= Goal 1 =
Copy the records that follow the text below word for word, leaving the pictures out.

Process parameters for fabrication of tubes.
Figure 2(a) presents a schematic diagram of the 3D printing process, and Figure 2(b) illustrates the Flying Bear Classic 3D Printer Ghost 5 supplied by IDEAL 3D Company used in the study. The physical and mechanical properties of the PE material are listed in Table 2. Cura software (version 5.6.0) was utilized to configure the printing settings and create the sliced files required for the FDM process. Figure 3 illustrates the geometric features of the hexagonal multi-cellular tubes, with a diameter (D) of 60 mm and a tube length (H) of 120 mm. The internal wall thickness (t1) was 1.6 mm, while the external wall thickness (t2) was 0.9 mm. The printing speed was configured at 70 mm/s. The temperatures of the printing platform and heating nozzle were set to 70°C and 230°C, respectively. Fused deposition modelling based 3D printing. Physical and mechanical properties of PE filament. Geometrical configuration of hexagonal multi-cellular tubes.

3D Printing parameters.

3D printed hexagonal multi-cellular tube configurations.
Experimentatal technique
In this research, quasi-static compression tests were carried out using a universal material testing machine (WDW-100, Jinan, China) with a 100 kN capacity, as shown in Figure 5, to investigate the compressive behavior of biomimetic hexagonal multi-cellular tubes under quasi-static loading conditions, following the ASTM D1621 standard.54,55 The tube samples were compressed at a constant rate until they reached a final displacement of 80 mm, which is two-thirds of the original tube length (H), and the 3D-printed hexagonal multi-cellular tubes were positioned between two compression plates and crushed at a crosshead speed of 10 mm/min with a strain rate of 10−3 s−1. To ensure stability and prevent slipping during the test, the samples were centrally aligned on the compression plate, minimizing lateral movement and ensuring accurate results, with five specimens from each design pattern tested and the average value taken as repeatable experimental data. The entire compression process was recorded using a high-resolution digital single-lens reflex camera (D7500, Nikon, Tokyo, Japan), while the data acquisition system automatically gathered the crushing force and displacement data. Table 4 presents the various crashworthiness metrics for the 3D-printed hexagonal multi-cellular tubes.56–58 Hexagonal multi-cellular tubes under axial compression.
A systematic guide for optimal selection using the TOPSIS method
The crashworthiness characteristics of the biomimetic hexagonal multi-cellular structures were evaluated by a quasi-static compression test, employing various crashworthiness criteria. Although lightweight design and TEA are crucial for energy-absorbing structures, SEAC is also a significant criterion in selecting an appropriate energy absorber. To qualify as an optimal energy absorber, a structure must be assessed using a mix of diverse crashworthiness parameters. The challenge resides in evaluating the efficacy of these structures, as it is difficult to optimize all indicators concurrently.

= Goal 2 =
Answer these from the passage above on 3D-printed hexagonal tubes:
(a) What temperature was the heating nozzle set to?
(b) What final displacement were the tube samples compressed to?
(c) How many specimens from each design pattern were tested?

= Records for this exercise =
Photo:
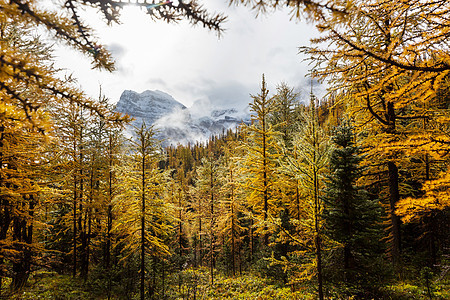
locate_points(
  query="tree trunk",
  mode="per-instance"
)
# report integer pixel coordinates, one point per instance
(142, 290)
(394, 197)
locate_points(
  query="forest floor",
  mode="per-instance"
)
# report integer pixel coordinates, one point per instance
(196, 284)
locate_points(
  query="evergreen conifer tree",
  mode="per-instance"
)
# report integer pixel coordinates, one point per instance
(350, 216)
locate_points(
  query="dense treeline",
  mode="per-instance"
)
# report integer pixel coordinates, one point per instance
(291, 198)
(343, 197)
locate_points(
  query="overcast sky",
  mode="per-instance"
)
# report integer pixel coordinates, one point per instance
(192, 63)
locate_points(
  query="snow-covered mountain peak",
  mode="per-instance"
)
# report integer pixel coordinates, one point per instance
(174, 122)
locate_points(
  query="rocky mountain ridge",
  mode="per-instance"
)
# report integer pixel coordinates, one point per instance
(174, 122)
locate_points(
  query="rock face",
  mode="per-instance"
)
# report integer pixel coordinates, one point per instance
(175, 124)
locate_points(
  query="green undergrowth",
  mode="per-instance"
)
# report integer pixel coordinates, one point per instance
(196, 284)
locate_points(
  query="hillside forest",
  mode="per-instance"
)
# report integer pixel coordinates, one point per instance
(344, 197)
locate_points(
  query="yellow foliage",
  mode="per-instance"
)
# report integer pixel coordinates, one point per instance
(436, 197)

= Task solution 1 =
Photo:
locate_points(
  query="tree trunk",
  mode="per-instance"
)
# report integer pixel coordinates, one point per instance
(142, 290)
(394, 197)
locate_points(
  query="forest floor",
  mode="per-instance"
)
# report integer pixel coordinates, one point per instance
(196, 284)
locate_points(
  query="evergreen conifer tree",
  mode="per-instance"
)
# report integer pixel coordinates, one point per instance
(350, 216)
locate_points(
  query="dense treeline",
  mode="per-instance"
)
# report integer pixel coordinates, one point per instance
(291, 198)
(343, 197)
locate_points(
  query="overcast sky",
  mode="per-instance"
)
# report integer pixel coordinates, one point per instance
(192, 63)
locate_points(
  query="snow-covered mountain peak",
  mode="per-instance"
)
# report integer pixel coordinates, one point per instance
(174, 122)
locate_points(
  query="rocky mountain ridge",
  mode="per-instance"
)
# report integer pixel coordinates, one point per instance
(174, 122)
locate_points(
  query="rock face",
  mode="per-instance"
)
# report integer pixel coordinates, one point per instance
(175, 124)
locate_points(
  query="green undergrowth",
  mode="per-instance"
)
# report integer pixel coordinates, one point per instance
(196, 284)
locate_points(
  query="hillside forest",
  mode="per-instance"
)
# report integer pixel coordinates, one point per instance
(344, 197)
locate_points(
  query="yellow foliage",
  mode="per-instance"
)
# report integer pixel coordinates, one point per instance
(436, 197)

= Task solution 2 =
(a) 230°C
(b) 80 mm
(c) Five